CHALLENGE 1 ▸
Rewrite the part of the HDFS-17316 thread starting at "Microsoft are pushing" and ending at "feature of them.", substituting "Buildbot" for "Jenkins".
CHALLENGE 2 ▸
Count the lines of the records that contain the string "grass", and reply with the number alone.

PASSAGE SHOWN ▸
________________________________________
2024-01-29 Thread Steve Loughran (Jira)


[ 
https://issues.apache.org/jira/browse/HDFS-17316?page=com.atlassian.jira.plugin.system.issuetabpanels:comment-tabpanel=17811840#comment-17811840
 ] 

Steve Loughran commented on HDFS-17316:
---

good read. 

If you look at the hadoop test classes 
* we always need an explicit timeout
* on abfs/wasb/s3a tests we want to support parallel test execution, where you 
can run multiple JNIT threads in parallel… each path and even temporary 
directories must be uniquely allocated to the given thread, which we do by 
passing a thread ID down.
* In HADOOP-18508 I'm trying to support having different (local/remote) hadoop 
source trees running test against the same S3 store. Goal: I can run a hadoop 
public branch from one directory well debugging a different branch locally. 
Something like that is needed here, given that it seems intended to run against 
live HDFS clusters. Note that also brings authentication into the mix, e.g. the 
option to use kinit to log in before running the tests. This is not exclusive 
to HDFS either.

It will be good -if not initially supported then at least designed as a future 
option- to allow me to provide a list of stores to run the tests against. This 
is because four S3A testing I now have to qualify with: amazon s3, amazon s3 
express, google gcs and at least one other implementation of the API. All of 
which have slightly different capabilities -test process is going to need to 
somehow be driven so that for the different implementation it knows which 
features to test/results to expect. The current hadoop-aws/contract test design 
is not up to this. 

Microsoft are pushing hard at windows support. For the shell operations it 
might be very good if rather than using bash/sh/zsh that python and pyunit was 
the test runner, which could then invoke Windows commands as well as shall 
scripts. Pyunit test report can be aggregated displayed in Jenkins, which is 
another nice feature of them.



> Compatibility Benchmark over HCFS Implementations
> -
>
> Key: HDFS-17316
> URL: https://issues.apache.org/jira/browse/HDFS-17316
> Project: Hadoop HDFS
>  Issue Type: New Feature
>Reporter: Han Liu
>Priority: Major
> Attachments: HDFS Compatibility Benchmark Design.pdf
>
>
> {*}Background:{*}Hadoop-Compatible File System (HCFS) is a core conception in 
> big data storage ecosystem, providing unified interfaces and generally clear 
> semantics, and has become the de-factor standard for industry storage systems 
> to follow and conform with. There have been a series of HCFS implementations 
> in Hadoop, such as S3AFileSystem for Amazon's S3 Object Store, WASB for 
> Microsoft's Azure Blob Storage and OSS connector for Alibaba Cloud Object 
> Storage, and more from storage service's providers on their own.
> {*}Problems:{*}However, as indicated by introduction.md, there is no formal 
> suite to do compatibility assessment of a file system for all such HCFS 
> implementations. Thus, whether the functionality is well accomplished and 
> meets the core compatible expectations mainly relies on service provider's 
> own report. Meanwhile, Hadoop is also developing and new features are 
> continuously contributing to HCFS interfaces for existing implementations to 
> follow and update, in which case, Hadoop also needs a tool to quickly assess 
> if these features are supported or not for a specific HCFS implementation.
________________________________________
MATERIAL PROVIDED ▸
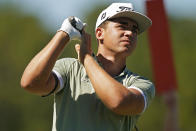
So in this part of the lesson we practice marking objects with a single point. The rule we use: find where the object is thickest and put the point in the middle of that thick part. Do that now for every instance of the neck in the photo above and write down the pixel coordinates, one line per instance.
(111, 64)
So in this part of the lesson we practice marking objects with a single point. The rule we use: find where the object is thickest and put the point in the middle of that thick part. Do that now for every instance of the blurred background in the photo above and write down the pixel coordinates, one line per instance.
(26, 26)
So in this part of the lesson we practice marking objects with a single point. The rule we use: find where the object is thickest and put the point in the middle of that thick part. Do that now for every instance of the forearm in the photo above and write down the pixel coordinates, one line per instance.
(38, 71)
(112, 93)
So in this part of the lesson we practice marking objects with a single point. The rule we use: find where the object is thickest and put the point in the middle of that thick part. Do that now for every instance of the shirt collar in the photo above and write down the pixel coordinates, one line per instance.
(124, 72)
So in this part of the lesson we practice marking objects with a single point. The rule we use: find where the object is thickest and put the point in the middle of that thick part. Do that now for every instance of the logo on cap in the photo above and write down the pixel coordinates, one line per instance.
(124, 8)
(103, 16)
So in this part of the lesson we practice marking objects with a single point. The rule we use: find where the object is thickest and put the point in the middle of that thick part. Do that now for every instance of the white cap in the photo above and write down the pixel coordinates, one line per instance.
(116, 10)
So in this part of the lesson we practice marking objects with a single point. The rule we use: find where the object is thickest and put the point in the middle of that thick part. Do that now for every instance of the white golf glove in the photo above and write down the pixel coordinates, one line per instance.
(73, 27)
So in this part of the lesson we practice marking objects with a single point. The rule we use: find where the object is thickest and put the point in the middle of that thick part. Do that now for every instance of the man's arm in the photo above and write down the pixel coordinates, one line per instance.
(113, 94)
(38, 77)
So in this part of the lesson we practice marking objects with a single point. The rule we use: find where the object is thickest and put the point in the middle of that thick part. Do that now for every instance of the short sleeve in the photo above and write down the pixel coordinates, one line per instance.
(61, 69)
(146, 87)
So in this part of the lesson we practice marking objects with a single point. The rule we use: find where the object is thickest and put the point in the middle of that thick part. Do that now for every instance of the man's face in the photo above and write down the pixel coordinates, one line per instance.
(120, 35)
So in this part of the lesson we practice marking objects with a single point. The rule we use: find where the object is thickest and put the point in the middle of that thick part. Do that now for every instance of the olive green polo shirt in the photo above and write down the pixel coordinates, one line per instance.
(78, 108)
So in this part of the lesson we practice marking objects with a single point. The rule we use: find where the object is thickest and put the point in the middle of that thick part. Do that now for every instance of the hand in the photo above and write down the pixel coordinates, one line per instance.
(85, 47)
(73, 26)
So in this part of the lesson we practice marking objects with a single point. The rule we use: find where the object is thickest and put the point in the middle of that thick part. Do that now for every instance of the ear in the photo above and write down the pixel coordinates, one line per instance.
(99, 33)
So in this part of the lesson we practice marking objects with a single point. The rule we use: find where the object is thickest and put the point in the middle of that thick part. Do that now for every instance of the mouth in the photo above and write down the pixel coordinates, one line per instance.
(127, 42)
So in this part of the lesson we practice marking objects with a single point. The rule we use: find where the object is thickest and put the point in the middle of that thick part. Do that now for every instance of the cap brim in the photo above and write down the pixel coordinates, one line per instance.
(143, 21)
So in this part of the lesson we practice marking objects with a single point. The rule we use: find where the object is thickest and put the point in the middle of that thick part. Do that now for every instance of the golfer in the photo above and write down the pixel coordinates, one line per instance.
(94, 92)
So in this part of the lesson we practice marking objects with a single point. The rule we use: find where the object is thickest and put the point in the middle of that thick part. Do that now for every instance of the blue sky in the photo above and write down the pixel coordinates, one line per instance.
(52, 12)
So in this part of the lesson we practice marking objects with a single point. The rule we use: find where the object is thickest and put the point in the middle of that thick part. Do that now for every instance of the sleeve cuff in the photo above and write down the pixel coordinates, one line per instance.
(145, 100)
(61, 81)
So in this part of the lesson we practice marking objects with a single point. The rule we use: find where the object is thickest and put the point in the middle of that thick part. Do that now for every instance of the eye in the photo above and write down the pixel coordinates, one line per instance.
(135, 29)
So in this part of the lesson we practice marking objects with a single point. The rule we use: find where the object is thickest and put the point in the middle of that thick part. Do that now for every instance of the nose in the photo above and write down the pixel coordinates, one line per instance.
(128, 33)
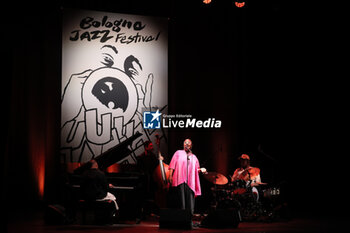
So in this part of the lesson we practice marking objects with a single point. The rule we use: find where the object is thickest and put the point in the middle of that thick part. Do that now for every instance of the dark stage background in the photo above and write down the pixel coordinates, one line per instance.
(268, 71)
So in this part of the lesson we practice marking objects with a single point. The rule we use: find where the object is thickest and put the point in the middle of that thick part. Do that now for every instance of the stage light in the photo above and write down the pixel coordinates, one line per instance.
(239, 4)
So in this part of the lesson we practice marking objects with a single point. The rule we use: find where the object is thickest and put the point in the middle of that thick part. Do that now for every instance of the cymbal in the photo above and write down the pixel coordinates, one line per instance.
(216, 178)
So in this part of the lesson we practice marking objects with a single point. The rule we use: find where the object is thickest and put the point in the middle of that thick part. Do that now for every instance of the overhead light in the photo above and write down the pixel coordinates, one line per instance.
(239, 4)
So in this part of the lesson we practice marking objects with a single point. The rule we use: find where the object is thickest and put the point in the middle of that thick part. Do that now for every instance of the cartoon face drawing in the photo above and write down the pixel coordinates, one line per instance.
(110, 90)
(106, 85)
(112, 93)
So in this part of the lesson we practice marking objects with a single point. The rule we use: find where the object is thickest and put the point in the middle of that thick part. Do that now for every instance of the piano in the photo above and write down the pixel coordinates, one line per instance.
(127, 183)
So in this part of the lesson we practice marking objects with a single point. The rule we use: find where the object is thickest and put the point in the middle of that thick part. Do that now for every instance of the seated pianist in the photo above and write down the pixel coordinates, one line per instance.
(94, 185)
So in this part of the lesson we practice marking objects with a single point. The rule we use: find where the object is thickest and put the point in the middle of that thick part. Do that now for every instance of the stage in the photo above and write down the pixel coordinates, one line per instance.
(296, 225)
(33, 221)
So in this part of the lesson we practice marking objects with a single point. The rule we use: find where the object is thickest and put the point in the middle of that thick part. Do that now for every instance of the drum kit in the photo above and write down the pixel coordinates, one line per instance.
(238, 194)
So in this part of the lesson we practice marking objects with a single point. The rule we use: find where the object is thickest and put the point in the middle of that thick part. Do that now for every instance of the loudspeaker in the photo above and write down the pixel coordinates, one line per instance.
(175, 218)
(222, 218)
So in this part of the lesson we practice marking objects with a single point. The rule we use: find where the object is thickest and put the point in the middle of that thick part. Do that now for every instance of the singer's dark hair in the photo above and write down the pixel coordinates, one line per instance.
(146, 143)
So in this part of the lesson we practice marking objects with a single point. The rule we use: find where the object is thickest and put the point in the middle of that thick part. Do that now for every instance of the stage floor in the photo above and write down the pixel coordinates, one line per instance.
(35, 223)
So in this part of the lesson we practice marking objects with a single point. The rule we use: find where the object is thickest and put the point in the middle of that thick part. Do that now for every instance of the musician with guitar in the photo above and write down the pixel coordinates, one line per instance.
(183, 175)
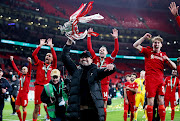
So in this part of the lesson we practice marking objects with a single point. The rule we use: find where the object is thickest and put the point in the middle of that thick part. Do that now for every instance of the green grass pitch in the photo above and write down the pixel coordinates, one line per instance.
(115, 112)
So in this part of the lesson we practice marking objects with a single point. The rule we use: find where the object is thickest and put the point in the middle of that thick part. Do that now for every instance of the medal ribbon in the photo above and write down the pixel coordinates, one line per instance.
(46, 69)
(174, 82)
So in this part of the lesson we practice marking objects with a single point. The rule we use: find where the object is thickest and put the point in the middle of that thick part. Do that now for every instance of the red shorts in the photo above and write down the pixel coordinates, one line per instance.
(153, 89)
(170, 99)
(37, 96)
(130, 105)
(105, 92)
(22, 99)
________________________________________
EXERCISE RESULT 1 ▸
Microsoft are pushing hard at windows support. For the shell operations it 
might be very good if rather than using bash/sh/zsh that python and pyunit was 
the test runner, which could then invoke Windows commands as well as shall 
scripts. Pyunit test report can be aggregated displayed in Buildbot, which is 
another nice feature of them.

EXERCISE RESULT 2 ▸
1